• EXERCISE PROMPT:
Answer these from the text on viewing headers with curl, one per line:
(a) Which request method does curl -I use instead of a normal GET?
(b) In the MDN quotation, which header does a HEAD request read to check a file's size?
(c) In the headers function, what does $1 stand for?

• SUPPLIED TEXT:

There is one major problem with curl -I though.

A problem with curl -I is that it doesn’t do a normal GET request — it does a HEAD request.

Here’s what MDN says about that:

The HTTP HEAD method requests the headers that would be returned if the HEAD request’s URL was instead requested with the HTTP GET method.

For example, if a URL might produce a large download, a HEAD request could read its Content-Length header to check the filesize without actually downloading the file.

So a Web server should return just the headers for a HEAD request in the same way that it would for a GET request, but in reality not all servers behave correctly, and I’ve run into sites where HEAD requests don’t send the correct response. The Web developer might have limited a route to only respond to GET requests and nothing else.

To deal with that problem, there’s actually a better way to view the headers, but it involves a little more typing.

First, I’ll show the version that requires more typing, and then I’ll show an easy way to avoid the extra typing.

Better `curl` headers

Here’s the command that will perform a real GET request, print out the headers, and follow any redirects in order to give you a full report of what is happening:

curl -sSL -D - <url> -o /dev/null

Replace <url> with an actual URL. Here’s a working version:

curl -sSL -D - http://example.com/ -o /dev/null

(The flags will be explained below after discussing a few other things.)

Instead of typing that out each time, you can put it in a bash/shell function like this:

headers () {
    curl -sSL -D - "$1" -o /dev/null
}

That function lets you run the longer version of the curl command by just typing headers. The $1 in the code means that the first thing after the headers command will be injected into the code inside the function.

So now all you have to type is this:

headers https://example.com/

But there’s one more problem!

• GIVEN DATA:
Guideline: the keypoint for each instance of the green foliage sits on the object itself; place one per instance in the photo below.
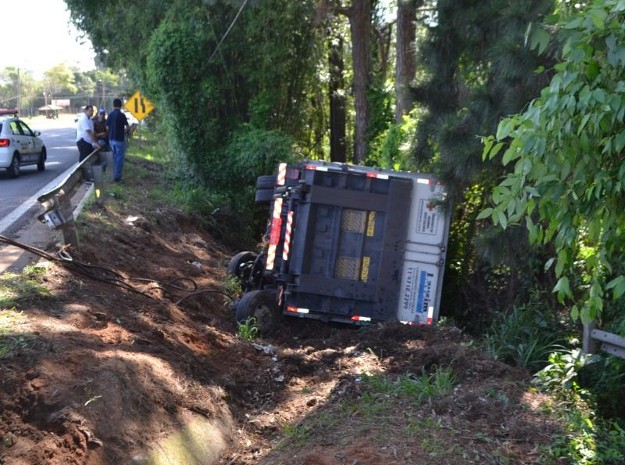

• OUTPUT FOR THIS TASK:
(a) A HEAD request.
(b) The Content-Length header.
(c) The first thing typed after the headers command.